Obiettivo dell'esercizio —
Per favore, disponi come elenco JSON di stringhe le righe del materiale, partendo dall'inizio e arrivando alla riga che contiene "178 274 314 350", entrambe incluse. Metti una stringa per ogni riga e tralascia quelle vuote.

Materiale —
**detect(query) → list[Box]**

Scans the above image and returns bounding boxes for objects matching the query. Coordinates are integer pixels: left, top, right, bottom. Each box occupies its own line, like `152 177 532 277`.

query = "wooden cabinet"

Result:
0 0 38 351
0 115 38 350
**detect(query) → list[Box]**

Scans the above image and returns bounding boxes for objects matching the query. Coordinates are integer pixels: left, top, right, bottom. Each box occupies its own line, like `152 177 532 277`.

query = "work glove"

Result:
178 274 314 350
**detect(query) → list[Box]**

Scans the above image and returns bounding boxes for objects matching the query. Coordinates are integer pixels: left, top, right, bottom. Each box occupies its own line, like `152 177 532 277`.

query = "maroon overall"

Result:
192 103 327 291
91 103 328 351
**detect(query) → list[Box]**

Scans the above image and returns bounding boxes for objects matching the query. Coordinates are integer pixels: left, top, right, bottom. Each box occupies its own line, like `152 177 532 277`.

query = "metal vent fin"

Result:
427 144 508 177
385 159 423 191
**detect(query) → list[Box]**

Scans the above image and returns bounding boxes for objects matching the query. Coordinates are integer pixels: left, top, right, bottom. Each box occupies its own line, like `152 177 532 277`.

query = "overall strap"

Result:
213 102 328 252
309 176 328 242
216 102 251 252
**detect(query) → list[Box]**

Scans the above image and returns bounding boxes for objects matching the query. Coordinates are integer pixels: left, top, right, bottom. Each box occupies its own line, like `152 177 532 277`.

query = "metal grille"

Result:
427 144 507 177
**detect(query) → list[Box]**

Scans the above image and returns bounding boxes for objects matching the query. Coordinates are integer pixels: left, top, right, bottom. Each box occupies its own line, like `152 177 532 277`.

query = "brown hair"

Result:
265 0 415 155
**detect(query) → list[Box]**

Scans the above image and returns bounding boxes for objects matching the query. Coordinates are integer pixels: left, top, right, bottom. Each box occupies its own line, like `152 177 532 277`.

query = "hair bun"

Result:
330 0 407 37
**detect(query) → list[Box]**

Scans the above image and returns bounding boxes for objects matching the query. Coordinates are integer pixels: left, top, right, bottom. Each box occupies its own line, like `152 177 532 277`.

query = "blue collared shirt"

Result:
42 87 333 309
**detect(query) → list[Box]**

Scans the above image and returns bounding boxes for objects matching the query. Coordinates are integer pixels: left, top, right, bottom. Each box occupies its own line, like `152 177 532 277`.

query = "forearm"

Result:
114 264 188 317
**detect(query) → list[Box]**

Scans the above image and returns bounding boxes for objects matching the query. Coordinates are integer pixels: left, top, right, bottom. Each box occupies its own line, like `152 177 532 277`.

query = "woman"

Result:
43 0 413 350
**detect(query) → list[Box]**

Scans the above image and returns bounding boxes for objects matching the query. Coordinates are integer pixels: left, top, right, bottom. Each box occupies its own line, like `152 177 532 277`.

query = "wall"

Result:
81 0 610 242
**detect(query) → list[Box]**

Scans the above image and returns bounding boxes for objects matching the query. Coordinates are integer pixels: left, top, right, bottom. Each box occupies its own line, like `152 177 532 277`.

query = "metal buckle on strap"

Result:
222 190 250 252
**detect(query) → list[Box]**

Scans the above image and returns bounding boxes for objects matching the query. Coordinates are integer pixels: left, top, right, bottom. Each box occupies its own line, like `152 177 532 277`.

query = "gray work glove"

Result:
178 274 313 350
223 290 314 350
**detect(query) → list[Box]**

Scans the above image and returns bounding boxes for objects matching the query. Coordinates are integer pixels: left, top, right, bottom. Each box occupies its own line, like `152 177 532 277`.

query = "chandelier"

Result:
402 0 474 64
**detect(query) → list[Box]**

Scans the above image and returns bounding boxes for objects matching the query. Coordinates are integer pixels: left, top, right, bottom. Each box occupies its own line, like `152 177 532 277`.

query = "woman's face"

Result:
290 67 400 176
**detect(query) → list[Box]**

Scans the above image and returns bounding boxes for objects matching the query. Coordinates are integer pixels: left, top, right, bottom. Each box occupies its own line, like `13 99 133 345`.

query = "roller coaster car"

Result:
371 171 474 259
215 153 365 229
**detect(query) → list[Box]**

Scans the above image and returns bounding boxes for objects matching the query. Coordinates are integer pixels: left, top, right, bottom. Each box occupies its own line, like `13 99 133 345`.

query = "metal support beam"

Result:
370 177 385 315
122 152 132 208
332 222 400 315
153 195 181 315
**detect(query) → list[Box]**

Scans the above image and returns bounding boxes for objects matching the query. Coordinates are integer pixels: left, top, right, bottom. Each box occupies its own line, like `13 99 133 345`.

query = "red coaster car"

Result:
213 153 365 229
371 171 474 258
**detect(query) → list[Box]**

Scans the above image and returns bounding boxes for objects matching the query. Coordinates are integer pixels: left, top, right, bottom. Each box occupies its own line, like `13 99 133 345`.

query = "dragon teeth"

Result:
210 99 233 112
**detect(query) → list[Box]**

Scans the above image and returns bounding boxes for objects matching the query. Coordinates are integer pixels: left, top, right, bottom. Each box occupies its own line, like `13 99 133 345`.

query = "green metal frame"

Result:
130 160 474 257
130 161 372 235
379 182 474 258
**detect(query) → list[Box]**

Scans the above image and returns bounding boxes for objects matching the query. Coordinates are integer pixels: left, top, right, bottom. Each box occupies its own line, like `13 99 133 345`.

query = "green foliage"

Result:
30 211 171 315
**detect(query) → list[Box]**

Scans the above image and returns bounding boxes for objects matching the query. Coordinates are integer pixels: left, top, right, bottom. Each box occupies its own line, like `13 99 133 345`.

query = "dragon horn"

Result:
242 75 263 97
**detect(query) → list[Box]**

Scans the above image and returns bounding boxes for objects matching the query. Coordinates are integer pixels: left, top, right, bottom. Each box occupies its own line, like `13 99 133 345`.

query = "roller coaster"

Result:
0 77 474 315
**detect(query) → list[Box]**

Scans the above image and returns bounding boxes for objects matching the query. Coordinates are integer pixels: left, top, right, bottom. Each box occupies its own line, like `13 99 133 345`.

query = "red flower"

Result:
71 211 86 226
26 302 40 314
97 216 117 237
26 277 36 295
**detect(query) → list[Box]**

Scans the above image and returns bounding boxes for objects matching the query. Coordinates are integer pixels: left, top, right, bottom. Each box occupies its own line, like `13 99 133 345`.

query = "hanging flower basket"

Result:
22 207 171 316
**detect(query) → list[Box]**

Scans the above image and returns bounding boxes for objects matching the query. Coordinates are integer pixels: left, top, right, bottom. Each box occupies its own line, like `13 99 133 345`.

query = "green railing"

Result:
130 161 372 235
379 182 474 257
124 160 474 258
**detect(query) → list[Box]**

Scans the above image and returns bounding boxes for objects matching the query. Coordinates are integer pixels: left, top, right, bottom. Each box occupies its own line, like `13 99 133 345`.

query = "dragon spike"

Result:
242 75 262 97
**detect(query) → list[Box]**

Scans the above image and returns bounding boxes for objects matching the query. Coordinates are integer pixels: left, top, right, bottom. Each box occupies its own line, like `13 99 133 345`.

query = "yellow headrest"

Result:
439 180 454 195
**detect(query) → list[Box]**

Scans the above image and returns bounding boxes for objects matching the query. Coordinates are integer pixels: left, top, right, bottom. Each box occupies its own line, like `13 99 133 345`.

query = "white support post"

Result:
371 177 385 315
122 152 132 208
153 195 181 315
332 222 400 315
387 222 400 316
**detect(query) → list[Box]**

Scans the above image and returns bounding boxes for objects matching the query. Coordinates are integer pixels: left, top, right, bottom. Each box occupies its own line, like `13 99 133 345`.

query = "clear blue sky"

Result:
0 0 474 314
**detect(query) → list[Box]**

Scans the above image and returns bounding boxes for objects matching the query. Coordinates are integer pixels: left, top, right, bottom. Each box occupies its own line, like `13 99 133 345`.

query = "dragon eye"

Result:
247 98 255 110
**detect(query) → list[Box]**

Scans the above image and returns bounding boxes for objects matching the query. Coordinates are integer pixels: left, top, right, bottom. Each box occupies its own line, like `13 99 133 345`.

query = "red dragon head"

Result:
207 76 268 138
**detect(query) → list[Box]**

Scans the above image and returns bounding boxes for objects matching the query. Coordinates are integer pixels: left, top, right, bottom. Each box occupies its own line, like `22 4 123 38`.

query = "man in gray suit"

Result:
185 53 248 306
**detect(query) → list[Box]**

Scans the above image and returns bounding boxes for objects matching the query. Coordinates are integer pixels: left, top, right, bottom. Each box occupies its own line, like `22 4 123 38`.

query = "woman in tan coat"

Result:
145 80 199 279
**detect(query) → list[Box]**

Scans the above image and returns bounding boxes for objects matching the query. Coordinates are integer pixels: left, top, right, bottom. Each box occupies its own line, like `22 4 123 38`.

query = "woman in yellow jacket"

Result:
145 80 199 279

Esercizio svolto —
[
  "**detect(query) → list[Box]**",
  "Scans the above image and returns bounding boxes for objects matching the query. Coordinates are integer pixels: left, top, right, bottom. Each box occupies its own line, like `152 177 532 277`.",
  "query = \"wooden cabinet\"",
  "Result:",
  "0 0 38 351",
  "0 115 38 350",
  "**detect(query) → list[Box]**",
  "Scans the above image and returns bounding boxes for objects matching the query. Coordinates are integer pixels: left, top, right, bottom. Each box occupies its own line, like `152 177 532 277`.",
  "query = \"work glove\"",
  "Result:",
  "178 274 314 350"
]